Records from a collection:
○ ○ ○ ○ ○
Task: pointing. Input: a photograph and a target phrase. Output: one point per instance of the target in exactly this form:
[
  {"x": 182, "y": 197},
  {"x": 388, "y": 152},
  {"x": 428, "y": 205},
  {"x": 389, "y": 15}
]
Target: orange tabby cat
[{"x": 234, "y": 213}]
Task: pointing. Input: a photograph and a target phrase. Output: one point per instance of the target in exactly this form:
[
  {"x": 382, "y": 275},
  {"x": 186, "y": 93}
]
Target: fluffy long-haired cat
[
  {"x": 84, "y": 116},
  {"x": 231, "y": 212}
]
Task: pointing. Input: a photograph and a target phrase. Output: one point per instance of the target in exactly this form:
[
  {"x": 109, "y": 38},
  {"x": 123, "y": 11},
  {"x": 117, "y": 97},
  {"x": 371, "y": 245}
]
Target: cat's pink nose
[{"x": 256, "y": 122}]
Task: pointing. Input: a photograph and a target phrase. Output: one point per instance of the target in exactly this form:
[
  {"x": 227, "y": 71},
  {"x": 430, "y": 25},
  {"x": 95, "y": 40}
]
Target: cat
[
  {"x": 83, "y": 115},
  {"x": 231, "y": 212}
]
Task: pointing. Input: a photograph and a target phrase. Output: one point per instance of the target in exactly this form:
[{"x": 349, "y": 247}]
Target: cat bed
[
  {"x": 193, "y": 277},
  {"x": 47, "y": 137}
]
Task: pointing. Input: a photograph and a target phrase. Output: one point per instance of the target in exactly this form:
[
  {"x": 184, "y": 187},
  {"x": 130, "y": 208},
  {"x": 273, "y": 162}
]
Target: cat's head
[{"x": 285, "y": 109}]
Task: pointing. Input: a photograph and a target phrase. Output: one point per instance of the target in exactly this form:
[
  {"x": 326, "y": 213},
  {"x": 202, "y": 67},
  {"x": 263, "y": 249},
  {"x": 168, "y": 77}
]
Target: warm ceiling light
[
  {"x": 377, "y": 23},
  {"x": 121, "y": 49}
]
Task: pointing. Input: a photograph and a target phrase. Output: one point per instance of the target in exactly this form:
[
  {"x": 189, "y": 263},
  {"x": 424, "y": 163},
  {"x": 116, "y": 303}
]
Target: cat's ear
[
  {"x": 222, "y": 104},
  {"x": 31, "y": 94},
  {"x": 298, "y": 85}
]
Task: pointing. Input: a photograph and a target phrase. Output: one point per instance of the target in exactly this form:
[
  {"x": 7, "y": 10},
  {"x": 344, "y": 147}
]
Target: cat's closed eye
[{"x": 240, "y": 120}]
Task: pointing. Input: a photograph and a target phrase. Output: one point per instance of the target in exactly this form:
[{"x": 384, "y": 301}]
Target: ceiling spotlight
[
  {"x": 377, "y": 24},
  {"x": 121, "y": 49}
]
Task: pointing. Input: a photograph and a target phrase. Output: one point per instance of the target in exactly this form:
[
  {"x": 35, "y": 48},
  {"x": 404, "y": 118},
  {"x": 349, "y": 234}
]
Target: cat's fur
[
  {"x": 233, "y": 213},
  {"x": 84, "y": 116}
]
○ ○ ○ ○ ○
Exercise directions
Retype the data shown above so that each line matches the original.

Answer for this exercise
Task: pointing. Input: a photograph and a target phrase. Output: one point per instance of the target in exactly this form:
[
  {"x": 182, "y": 197},
  {"x": 388, "y": 152},
  {"x": 428, "y": 205},
  {"x": 389, "y": 15}
]
Target: orange tabby cat
[{"x": 234, "y": 213}]
Task: pointing. Input: a photograph and a target phrase. Output: one point per instance of the target in exactly this form:
[
  {"x": 382, "y": 275},
  {"x": 186, "y": 93}
]
Target: fluffy long-haired cat
[
  {"x": 84, "y": 116},
  {"x": 231, "y": 212}
]
Task: pointing. Input: a photograph and a target phrase. Output: one point per instance of the target in exactly this form:
[
  {"x": 109, "y": 38},
  {"x": 123, "y": 11},
  {"x": 117, "y": 97},
  {"x": 371, "y": 245}
]
Target: cat's pink nose
[{"x": 256, "y": 122}]
Task: pointing. Input: a photograph and a target phrase. Output: one point per instance of the target in exactly this form:
[
  {"x": 227, "y": 71},
  {"x": 430, "y": 25},
  {"x": 95, "y": 40}
]
Target: cat
[
  {"x": 83, "y": 115},
  {"x": 231, "y": 212}
]
Task: pointing. Input: a photograph and a target phrase. Output: one point per instance of the target in exactly this form:
[{"x": 349, "y": 247}]
Target: cat bed
[
  {"x": 193, "y": 277},
  {"x": 47, "y": 137}
]
Task: pointing. Input: a photograph and a target phrase. Output: one point per instance of the target in exactly this form:
[
  {"x": 184, "y": 187},
  {"x": 130, "y": 208},
  {"x": 273, "y": 162}
]
Target: cat's head
[{"x": 285, "y": 109}]
Task: pointing. Input: a photograph and a target phrase. Output: one point per instance of the target in exactly this form:
[
  {"x": 326, "y": 213},
  {"x": 202, "y": 67},
  {"x": 263, "y": 249},
  {"x": 168, "y": 77}
]
Target: warm ceiling light
[
  {"x": 377, "y": 23},
  {"x": 121, "y": 49}
]
Task: pointing. Input: a photograph and a target phrase. Output: one point per instance of the target in exactly this form:
[
  {"x": 189, "y": 263},
  {"x": 424, "y": 163},
  {"x": 116, "y": 303}
]
Target: cat's ear
[
  {"x": 222, "y": 104},
  {"x": 31, "y": 94},
  {"x": 298, "y": 85}
]
Task: pointing. Input: a photograph and a target phrase. Output: one point per instance of the target in exactly this form:
[
  {"x": 7, "y": 10},
  {"x": 344, "y": 147}
]
Target: cat's closed eye
[{"x": 240, "y": 120}]
Task: pointing. Input: a photograph and a target phrase. Output: one point per instance of the target in exactly this form:
[{"x": 384, "y": 301}]
Target: ceiling spotlight
[
  {"x": 377, "y": 24},
  {"x": 121, "y": 49}
]
Task: pointing. Input: a photograph and a target phrase. Output: one point per instance of the target in exactly this form:
[
  {"x": 35, "y": 48},
  {"x": 404, "y": 118},
  {"x": 349, "y": 234}
]
Target: cat's fur
[
  {"x": 233, "y": 213},
  {"x": 84, "y": 116}
]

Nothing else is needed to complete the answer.